Dataset
>>>>

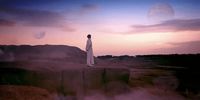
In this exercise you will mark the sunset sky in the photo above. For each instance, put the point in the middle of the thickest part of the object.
(118, 27)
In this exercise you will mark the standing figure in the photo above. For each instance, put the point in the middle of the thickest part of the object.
(89, 50)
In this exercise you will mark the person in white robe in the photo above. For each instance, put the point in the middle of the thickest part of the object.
(89, 50)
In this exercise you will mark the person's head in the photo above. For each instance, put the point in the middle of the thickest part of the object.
(88, 36)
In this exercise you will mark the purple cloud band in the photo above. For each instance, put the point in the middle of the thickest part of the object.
(168, 26)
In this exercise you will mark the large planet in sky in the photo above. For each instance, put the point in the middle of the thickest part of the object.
(160, 12)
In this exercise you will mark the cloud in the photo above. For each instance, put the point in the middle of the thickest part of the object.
(33, 17)
(168, 26)
(39, 35)
(4, 22)
(87, 8)
(181, 47)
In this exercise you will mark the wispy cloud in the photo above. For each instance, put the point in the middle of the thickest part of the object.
(33, 17)
(87, 8)
(181, 47)
(4, 22)
(168, 26)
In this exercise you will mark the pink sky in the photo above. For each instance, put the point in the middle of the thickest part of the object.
(120, 29)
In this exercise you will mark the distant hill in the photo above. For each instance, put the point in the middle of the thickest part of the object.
(42, 53)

<<<<

Problem details
Write out all the rows above again, requests included, offsetting every coordinate in the answer points by -143. Leave the pictures out.

Result below
In this exercise you will mark the sunset sky in the photo above. For each instance, put the point in the middle of the thickest part of the object.
(-25, -116)
In this exercise you will mark the standing figure in the photo above. For each instance, put the point in the middle of the thickest part of the object.
(-54, -93)
In this exercise you will mark the person in white robe in the photo above. For each instance, put the point in the middle of the thickest part of the object.
(-54, -93)
In this exercise you will mark the person's head in the photo above. For each instance, put the point in the middle of the thickest part of the object.
(-55, -107)
In this exercise you will mark the purple cloud band in the photo above. For each instance, put the point in the middle of the thickest part of the object.
(25, -117)
In this exercise you will mark the large planet in sky in the photo above. For each instance, put the point in the middle of the thickest part of the object.
(17, -131)
In this exercise you will mark the cloud in the photo above. For each instance, put the point in the middle of the thickest part of the object.
(-110, -126)
(25, -117)
(-104, -108)
(-139, -121)
(-56, -135)
(38, -96)
In this exercise you will mark the wispy cloud in the photo above. For each instance, put the point in the middle of the thickest part of the object.
(-110, -126)
(-56, -135)
(38, -96)
(-139, -121)
(25, -117)
In this exercise you will mark the pink sky in the photo above. For each instance, put the point in the middle of the thickest part of the object.
(-23, -114)
In this exercise you will mark the distant hill in the photo above. For each instance, put the point in the middle of the thickest part of the object.
(-101, -90)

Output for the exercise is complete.